■ EXERCISE AIM: Swap "indicate" for "mark" everywhere in the records below and reproduce them with nothing else changed. Omit the pictures from your answer.

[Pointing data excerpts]
--*--

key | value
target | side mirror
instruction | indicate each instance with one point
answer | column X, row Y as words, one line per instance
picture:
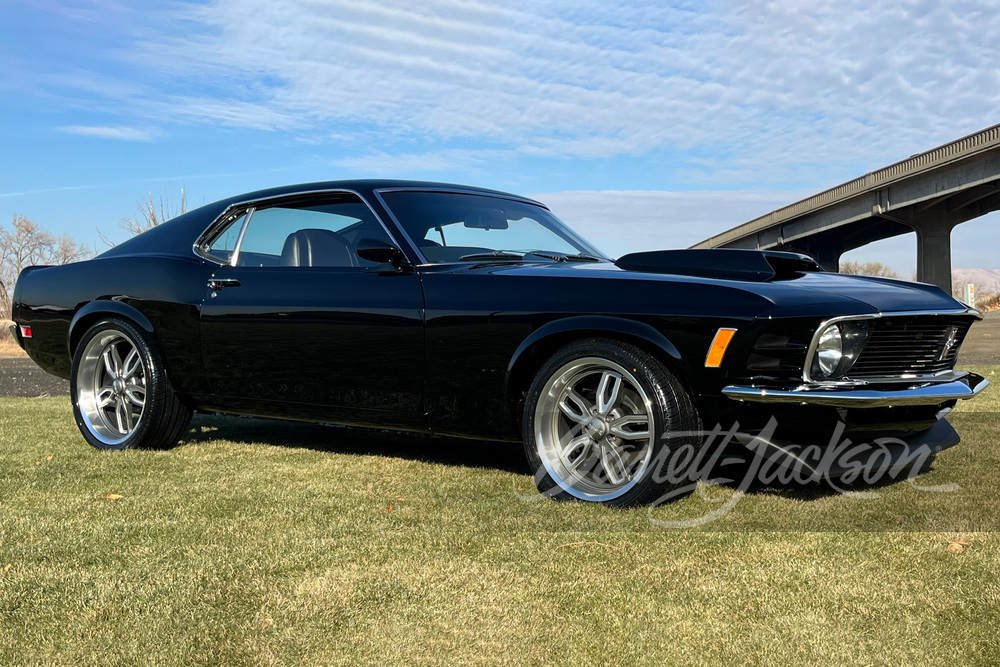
column 380, row 252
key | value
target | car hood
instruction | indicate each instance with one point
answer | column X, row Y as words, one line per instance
column 807, row 293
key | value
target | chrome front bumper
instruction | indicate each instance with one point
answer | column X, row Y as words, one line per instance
column 958, row 386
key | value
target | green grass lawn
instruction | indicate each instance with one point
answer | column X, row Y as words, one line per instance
column 269, row 543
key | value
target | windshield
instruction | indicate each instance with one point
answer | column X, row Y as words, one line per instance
column 451, row 227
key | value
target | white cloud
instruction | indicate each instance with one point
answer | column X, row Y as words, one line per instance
column 106, row 132
column 767, row 91
column 619, row 222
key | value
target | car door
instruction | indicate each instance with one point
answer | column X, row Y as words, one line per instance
column 296, row 324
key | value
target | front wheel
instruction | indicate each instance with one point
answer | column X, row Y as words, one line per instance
column 598, row 420
column 121, row 395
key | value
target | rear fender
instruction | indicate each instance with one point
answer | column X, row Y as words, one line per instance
column 96, row 310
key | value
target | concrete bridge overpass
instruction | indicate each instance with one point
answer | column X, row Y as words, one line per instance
column 929, row 193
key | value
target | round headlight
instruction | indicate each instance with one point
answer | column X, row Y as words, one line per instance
column 830, row 350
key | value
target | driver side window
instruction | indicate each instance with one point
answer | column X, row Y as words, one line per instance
column 314, row 234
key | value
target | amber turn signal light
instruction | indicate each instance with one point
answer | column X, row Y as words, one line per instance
column 717, row 349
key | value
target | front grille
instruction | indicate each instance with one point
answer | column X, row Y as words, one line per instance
column 910, row 345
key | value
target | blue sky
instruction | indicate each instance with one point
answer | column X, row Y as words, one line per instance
column 643, row 124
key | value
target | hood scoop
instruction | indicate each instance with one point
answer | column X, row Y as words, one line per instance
column 722, row 264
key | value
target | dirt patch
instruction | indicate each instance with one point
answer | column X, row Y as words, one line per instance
column 21, row 377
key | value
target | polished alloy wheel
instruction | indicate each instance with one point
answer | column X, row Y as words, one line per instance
column 593, row 429
column 111, row 387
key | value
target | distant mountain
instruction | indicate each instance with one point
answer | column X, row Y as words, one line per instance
column 983, row 279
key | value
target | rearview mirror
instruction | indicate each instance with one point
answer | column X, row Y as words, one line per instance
column 380, row 252
column 486, row 220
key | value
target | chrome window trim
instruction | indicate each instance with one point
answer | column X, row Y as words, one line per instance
column 458, row 191
column 235, row 257
column 814, row 343
column 255, row 204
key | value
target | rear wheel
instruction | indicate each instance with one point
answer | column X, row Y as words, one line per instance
column 120, row 391
column 597, row 420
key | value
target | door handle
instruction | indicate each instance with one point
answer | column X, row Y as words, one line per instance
column 220, row 283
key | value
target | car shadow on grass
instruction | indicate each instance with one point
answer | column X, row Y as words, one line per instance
column 462, row 452
column 508, row 457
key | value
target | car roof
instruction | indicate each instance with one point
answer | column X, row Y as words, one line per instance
column 177, row 235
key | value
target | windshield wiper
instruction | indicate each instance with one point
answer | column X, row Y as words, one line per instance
column 563, row 257
column 583, row 257
column 496, row 254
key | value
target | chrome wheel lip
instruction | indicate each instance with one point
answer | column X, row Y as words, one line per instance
column 547, row 420
column 111, row 377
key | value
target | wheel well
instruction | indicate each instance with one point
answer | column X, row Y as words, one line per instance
column 86, row 321
column 532, row 359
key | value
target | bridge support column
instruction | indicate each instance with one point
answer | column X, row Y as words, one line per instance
column 828, row 256
column 934, row 252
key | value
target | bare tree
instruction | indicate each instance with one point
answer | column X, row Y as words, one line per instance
column 26, row 243
column 150, row 215
column 877, row 269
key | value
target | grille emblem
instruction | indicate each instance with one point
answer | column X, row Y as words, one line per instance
column 951, row 335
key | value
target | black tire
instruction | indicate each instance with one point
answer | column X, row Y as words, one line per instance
column 675, row 424
column 162, row 418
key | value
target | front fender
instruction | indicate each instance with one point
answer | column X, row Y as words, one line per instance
column 584, row 325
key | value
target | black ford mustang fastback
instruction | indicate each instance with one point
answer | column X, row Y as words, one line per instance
column 457, row 310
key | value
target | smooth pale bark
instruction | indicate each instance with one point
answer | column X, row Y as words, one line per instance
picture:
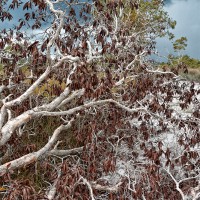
column 32, row 157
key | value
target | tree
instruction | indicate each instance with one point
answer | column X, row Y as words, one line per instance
column 83, row 109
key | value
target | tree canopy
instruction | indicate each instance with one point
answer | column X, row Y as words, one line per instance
column 84, row 112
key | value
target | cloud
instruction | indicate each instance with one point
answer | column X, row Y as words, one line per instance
column 186, row 13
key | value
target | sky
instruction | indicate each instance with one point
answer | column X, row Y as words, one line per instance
column 186, row 14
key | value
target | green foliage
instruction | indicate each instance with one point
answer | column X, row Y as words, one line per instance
column 190, row 62
column 180, row 44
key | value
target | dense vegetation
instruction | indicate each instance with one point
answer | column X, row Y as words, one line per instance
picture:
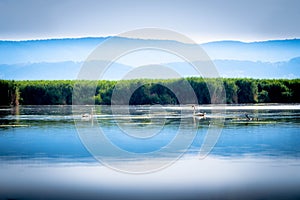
column 239, row 90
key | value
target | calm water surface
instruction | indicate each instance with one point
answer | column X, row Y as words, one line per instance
column 40, row 145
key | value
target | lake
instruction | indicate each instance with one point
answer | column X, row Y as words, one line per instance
column 161, row 152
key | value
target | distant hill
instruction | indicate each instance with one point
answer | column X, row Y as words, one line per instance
column 227, row 68
column 62, row 58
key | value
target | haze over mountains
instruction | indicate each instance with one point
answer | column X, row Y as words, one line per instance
column 62, row 58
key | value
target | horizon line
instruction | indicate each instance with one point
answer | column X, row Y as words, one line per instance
column 110, row 36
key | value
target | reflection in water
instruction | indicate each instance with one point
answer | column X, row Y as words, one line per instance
column 41, row 147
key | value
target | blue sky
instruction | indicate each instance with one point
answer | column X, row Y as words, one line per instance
column 201, row 20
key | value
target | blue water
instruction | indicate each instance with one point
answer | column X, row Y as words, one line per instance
column 49, row 132
column 52, row 152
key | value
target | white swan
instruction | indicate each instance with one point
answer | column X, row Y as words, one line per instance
column 198, row 114
column 87, row 115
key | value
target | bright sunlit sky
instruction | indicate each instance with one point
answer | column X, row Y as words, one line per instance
column 201, row 20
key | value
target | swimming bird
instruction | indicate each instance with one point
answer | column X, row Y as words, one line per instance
column 198, row 114
column 247, row 116
column 87, row 115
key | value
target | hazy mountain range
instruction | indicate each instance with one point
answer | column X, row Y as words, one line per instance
column 62, row 58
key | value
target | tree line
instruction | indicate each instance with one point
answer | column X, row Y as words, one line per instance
column 237, row 90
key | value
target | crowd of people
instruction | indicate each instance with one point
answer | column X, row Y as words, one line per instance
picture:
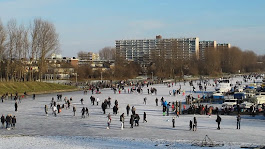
column 177, row 107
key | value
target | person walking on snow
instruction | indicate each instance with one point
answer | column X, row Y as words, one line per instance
column 109, row 121
column 218, row 120
column 144, row 119
column 238, row 119
column 98, row 101
column 46, row 110
column 128, row 109
column 194, row 124
column 145, row 99
column 74, row 109
column 122, row 121
column 173, row 121
column 16, row 105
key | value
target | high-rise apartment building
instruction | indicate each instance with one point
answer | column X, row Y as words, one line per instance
column 204, row 45
column 140, row 50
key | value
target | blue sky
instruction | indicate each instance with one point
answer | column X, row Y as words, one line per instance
column 90, row 25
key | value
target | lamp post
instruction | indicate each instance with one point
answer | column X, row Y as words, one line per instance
column 101, row 76
column 76, row 77
column 152, row 76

--*--

■ TASK RESULT:
key | value
target | side mirror
instruction | mark each instance with one point
answer | column X, row Y as words, one line per instance
picture:
column 380, row 252
key | value
target | car hood
instruction | mark each instance with one point
answer | column X, row Y as words, one line per instance
column 807, row 293
key | value
target | chrome front bumper
instruction | mark each instance with one point
answer | column X, row Y as words, one line per instance
column 958, row 386
key | value
target | green grass lawn
instruction | mark each instance with one point
answer | column X, row Y as words, one line per instance
column 269, row 543
key | value
target | windshield
instruction | mark each instance with one point
answer | column X, row Y as words, one line per instance
column 451, row 227
key | value
target | white cloud
instruction | mark each instance with one point
answer | column X, row Y as words, one line per instance
column 106, row 132
column 767, row 91
column 619, row 222
key | value
target | car door
instruction | mark each instance with one point
answer | column X, row Y as words, one line per instance
column 296, row 324
key | value
target | front wheel
instruction | mark each instance with one point
answer | column X, row Y as words, one line per instance
column 598, row 420
column 121, row 395
key | value
target | rear fender
instruction | mark each instance with one point
answer | column X, row Y as words, one line per instance
column 96, row 310
key | value
target | concrete bridge overpass
instruction | mark each instance with one point
answer | column X, row Y as words, one line per instance
column 929, row 193
key | value
target | round headlight
instruction | mark each instance with one point
answer | column X, row Y as words, one line per instance
column 830, row 350
key | value
target | driver side window
instruction | mark each instance with one point
answer | column X, row Y as words, one line per instance
column 314, row 234
key | value
target | amber turn signal light
instruction | mark each instance with one point
answer | column X, row Y as words, one line per instance
column 717, row 349
key | value
target | front grille
instruction | mark each instance with one point
answer | column X, row Y as words, one line per instance
column 910, row 345
key | value
target | blue sky
instruction | mark each instance with one point
answer | column X, row Y as words, one line per instance
column 643, row 124
key | value
target | hood scoop
instruction | mark each instance with one point
answer | column X, row Y as words, one line per instance
column 722, row 264
key | value
target | dirt patch
instruction | mark each instance with one point
answer | column X, row Y as words, one line per instance
column 21, row 377
key | value
target | polished alloy wheel
instruction | mark each instance with one point
answer | column X, row Y as words, one line per instance
column 593, row 429
column 111, row 387
key | value
target | distant mountain
instruction | mark each instance with one point
answer | column X, row Y as words, one line per instance
column 983, row 279
key | value
target | rearview mirror
instruction | mark each instance with one point
answer | column X, row Y as words, one line per instance
column 380, row 252
column 486, row 220
key | value
target | chrome window trim
instruction | mark each instance with one point
answer | column X, row Y as words, one line per instance
column 458, row 191
column 235, row 257
column 814, row 343
column 255, row 204
key | value
target | rear wheel
instruction | mark each instance with one point
answer | column X, row Y as words, one line per instance
column 120, row 391
column 597, row 420
key | value
target | door handle
instruction | mark each instance with one point
answer | column X, row Y as words, one line per instance
column 220, row 283
key | value
target | car shadow on grass
instruction | mark each instance with one point
answer | column X, row Y as words, one line per instance
column 462, row 452
column 508, row 457
key | value
target | car roof
instruction | mark each instance with one point
answer | column X, row Y as words, one line per instance
column 177, row 235
key | value
target | windshield wiper
instruction | mark each instance with one point
answer | column X, row Y as words, one line per instance
column 563, row 257
column 583, row 257
column 496, row 254
key | value
target | chrome wheel lip
instruction | mark each instance with one point
answer | column X, row Y as words, one line per instance
column 547, row 420
column 111, row 377
key | value
target | wheel well
instruction | mark each instance with one point
answer | column X, row Y as words, one line per instance
column 86, row 321
column 532, row 359
key | value
target | bridge support column
instruction | mark each instance with one point
answer | column X, row Y as words, one line per instance
column 828, row 256
column 934, row 252
key | value
target | bare tree
instruction | mark each instance with one point
answer | column X, row Y as words, one line per instance
column 26, row 243
column 150, row 215
column 877, row 269
key | value
target | grille emblem
instruction | mark each instance with one point
answer | column X, row Y as words, one line per instance
column 951, row 335
key | value
target | black tire
instruction | mark each instance with one point
answer | column X, row Y as words, one line per instance
column 675, row 424
column 162, row 418
key | value
target | front fender
instruction | mark each instance with one point
answer | column X, row Y as words, one line per instance
column 584, row 325
key | value
target | black ford mustang fastback
instruction | mark each instance with one point
answer | column X, row Y as words, one line per instance
column 457, row 310
key | value
target | smooth pale bark
instruction | mark each instance with one point
answer | column X, row Y as words, one line per instance
picture:
column 32, row 157
key | value
target | tree
instruction | mark each instance with one point
answer | column X, row Y as words, one line per instance
column 83, row 109
key | value
target | tree canopy
instruction | mark each instance with one point
answer | column X, row Y as words, one line per instance
column 84, row 112
key | value
target | cloud
instruction | mark each instance with one point
answer | column X, row Y as words, one line per instance
column 186, row 13
key | value
target | sky
instruction | mark each instance with one point
answer | column X, row Y as words, one line per instance
column 186, row 14
key | value
target | green foliage
instruction | mark each instance with one point
answer | column X, row Y as words, one line per instance
column 190, row 62
column 180, row 44
key | value
target | dense vegetation
instruction | mark each instance with one point
answer | column X, row Y as words, one line per instance
picture:
column 239, row 90
key | value
target | calm water surface
instruction | mark each instance with one point
answer | column X, row Y as words, one line per instance
column 40, row 145
key | value
target | lake
instruction | mark each instance with one point
answer | column X, row Y as words, one line per instance
column 161, row 152
key | value
target | distant hill
instruction | mark each instance with one point
answer | column X, row Y as words, one line per instance
column 227, row 68
column 62, row 58
key | value
target | haze over mountains
instruction | mark each instance with one point
answer | column X, row Y as words, one line per instance
column 62, row 58
key | value
target | horizon line
instruction | mark each instance with one point
answer | column X, row Y as words, one line per instance
column 110, row 36
key | value
target | reflection in water
instruction | mark each instance with one point
answer | column X, row Y as words, one line per instance
column 41, row 147
key | value
target | blue sky
instruction | mark each instance with one point
answer | column X, row Y as words, one line per instance
column 201, row 20
key | value
target | blue water
instruction | mark each instance with one point
answer | column X, row Y as words, one line per instance
column 49, row 132
column 52, row 152
key | value
target | white swan
instruction | mark each instance with one point
answer | column X, row Y as words, one line per instance
column 198, row 114
column 87, row 115
key | value
target | bright sunlit sky
instruction | mark each instance with one point
answer | column X, row Y as words, one line per instance
column 201, row 20
key | value
target | swimming bird
instruction | mark each instance with one point
answer | column X, row Y as words, one line per instance
column 198, row 114
column 247, row 116
column 87, row 115
key | value
target | hazy mountain range
instruction | mark each instance with one point
answer | column X, row Y as words, one line per instance
column 62, row 58
key | value
target | tree line
instruction | mark each instance with one point
answer | column X, row Y as words, one line per instance
column 237, row 90
key | value
target | crowd of people
instruction | mark each instance with one point
answer | column X, row Y as words, one line per instance
picture:
column 177, row 107
key | value
target | person walking on snow
instruction | mark each instance with one point
answer | column X, row Y as words, one line per instance
column 109, row 121
column 218, row 120
column 144, row 119
column 238, row 119
column 98, row 101
column 46, row 110
column 128, row 109
column 194, row 124
column 145, row 99
column 74, row 109
column 122, row 121
column 173, row 121
column 16, row 105
key | value
target | high-rise apartment building
instruction | mark each instance with one point
answer | column X, row Y as words, one line per instance
column 204, row 45
column 140, row 50
key | value
target | blue sky
instruction | mark each instance with one point
answer | column X, row Y as words, one line per instance
column 90, row 25
key | value
target | lamp post
instruction | mark each instance with one point
answer | column X, row Y as words, one line per instance
column 101, row 76
column 76, row 77
column 152, row 76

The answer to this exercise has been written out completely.